-- Start PAGE EXCERPT --

Imagine a bacon-wrapped Ferrari. Still not better than our free technical reports.

Mutation Testing in Java with pitest by Henry Coles

Henry Coles

The latest Virtual JUG session was about a somewhat mystical and intriguing subject: mutation testing! Luckily for us, the speaker we had is one of the world class experts on the topic — Henry Coles.

Henry is the Head of Innovation at NCR, in Edinburgh. For the last 15 years he’s been working at becoming a better software engineer and has been developing award winning systems in industries ranging from energy trading and smart metering through to life insurance and finance.

You can find him on Twitter and ask all the questions about the session, about mutation testing, code and tests quality and software engineering in general.

He is also the author of the mutation testing library for Java, pitest. So, Henry has vast experience and knowledge of the matters involved and was generous enough to share his expertise with us in this session.

Without further ado, here’s the video of the presentation, watch it at your leisure or continue reading to get a grasp of what this session was about, what we learnt from it and also to watch our interview with Henry.

-- End PAGE EXCERPT --

Answer these questions about the page on mutation testing:
1. What position does Henry Coles hold, and in which city?
2. What is the name of the Java mutation testing library he wrote?
3. For how many years has he been working at becoming a better software engineer?

-- Start DATA EXTRACT --

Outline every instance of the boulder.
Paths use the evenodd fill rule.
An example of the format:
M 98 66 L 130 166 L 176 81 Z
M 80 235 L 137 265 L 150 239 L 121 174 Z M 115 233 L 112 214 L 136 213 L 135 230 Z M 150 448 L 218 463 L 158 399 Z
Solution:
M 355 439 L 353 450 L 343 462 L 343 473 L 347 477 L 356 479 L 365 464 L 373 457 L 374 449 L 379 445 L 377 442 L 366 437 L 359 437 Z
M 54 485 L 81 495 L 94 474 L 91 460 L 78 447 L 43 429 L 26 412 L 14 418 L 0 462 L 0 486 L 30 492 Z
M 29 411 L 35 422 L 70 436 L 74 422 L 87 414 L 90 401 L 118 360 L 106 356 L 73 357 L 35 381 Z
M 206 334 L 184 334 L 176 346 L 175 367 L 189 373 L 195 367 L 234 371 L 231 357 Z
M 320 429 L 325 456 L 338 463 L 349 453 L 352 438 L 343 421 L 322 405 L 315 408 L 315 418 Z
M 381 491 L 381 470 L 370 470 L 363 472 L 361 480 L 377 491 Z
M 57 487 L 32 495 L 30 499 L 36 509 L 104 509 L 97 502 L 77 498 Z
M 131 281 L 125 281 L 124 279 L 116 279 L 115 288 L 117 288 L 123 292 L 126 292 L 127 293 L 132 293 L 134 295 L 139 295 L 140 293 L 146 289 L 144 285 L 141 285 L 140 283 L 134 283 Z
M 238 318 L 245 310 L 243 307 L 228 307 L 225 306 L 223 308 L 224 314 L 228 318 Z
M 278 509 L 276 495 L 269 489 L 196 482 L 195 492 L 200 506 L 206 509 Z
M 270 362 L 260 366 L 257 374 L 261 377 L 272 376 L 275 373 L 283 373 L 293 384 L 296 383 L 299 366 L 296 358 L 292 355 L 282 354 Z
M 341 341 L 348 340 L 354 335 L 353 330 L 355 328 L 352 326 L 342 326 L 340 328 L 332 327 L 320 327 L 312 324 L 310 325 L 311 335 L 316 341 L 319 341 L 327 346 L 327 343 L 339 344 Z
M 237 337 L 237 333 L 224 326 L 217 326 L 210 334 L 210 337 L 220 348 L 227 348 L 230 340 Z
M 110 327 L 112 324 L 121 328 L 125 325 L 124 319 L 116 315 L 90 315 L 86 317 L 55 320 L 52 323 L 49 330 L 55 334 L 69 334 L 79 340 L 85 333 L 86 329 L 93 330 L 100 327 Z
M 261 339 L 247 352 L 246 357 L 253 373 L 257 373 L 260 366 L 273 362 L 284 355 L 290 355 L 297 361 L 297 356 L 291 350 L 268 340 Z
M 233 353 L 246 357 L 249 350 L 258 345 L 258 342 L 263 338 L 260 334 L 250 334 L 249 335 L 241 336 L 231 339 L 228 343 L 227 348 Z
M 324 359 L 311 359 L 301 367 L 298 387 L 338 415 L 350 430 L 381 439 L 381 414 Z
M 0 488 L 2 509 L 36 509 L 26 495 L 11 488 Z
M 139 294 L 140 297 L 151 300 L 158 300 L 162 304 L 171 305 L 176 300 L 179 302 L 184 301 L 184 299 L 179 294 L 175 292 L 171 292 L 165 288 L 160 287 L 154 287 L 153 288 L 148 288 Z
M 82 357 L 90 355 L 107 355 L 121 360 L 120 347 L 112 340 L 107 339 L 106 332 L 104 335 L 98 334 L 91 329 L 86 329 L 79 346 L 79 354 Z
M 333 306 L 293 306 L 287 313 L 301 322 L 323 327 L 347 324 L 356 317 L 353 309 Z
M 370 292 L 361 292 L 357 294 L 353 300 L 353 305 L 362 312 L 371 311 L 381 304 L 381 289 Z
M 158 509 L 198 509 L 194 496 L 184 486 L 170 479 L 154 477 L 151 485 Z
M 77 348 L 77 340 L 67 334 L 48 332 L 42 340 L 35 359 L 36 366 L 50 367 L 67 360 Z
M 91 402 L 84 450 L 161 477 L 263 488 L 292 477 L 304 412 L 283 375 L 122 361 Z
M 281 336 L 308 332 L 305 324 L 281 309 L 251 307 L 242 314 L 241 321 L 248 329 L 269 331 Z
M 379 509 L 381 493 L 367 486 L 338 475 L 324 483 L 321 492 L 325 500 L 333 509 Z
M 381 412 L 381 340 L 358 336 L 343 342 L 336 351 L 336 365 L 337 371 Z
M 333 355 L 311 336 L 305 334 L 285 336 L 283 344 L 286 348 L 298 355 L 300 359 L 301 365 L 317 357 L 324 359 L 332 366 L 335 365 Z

-- End DATA EXTRACT --

_ANSWER TO THE EXERCISE_
1. He is Head of Innovation at NCR, in Edinburgh.
2. pitest.
3. 15 years.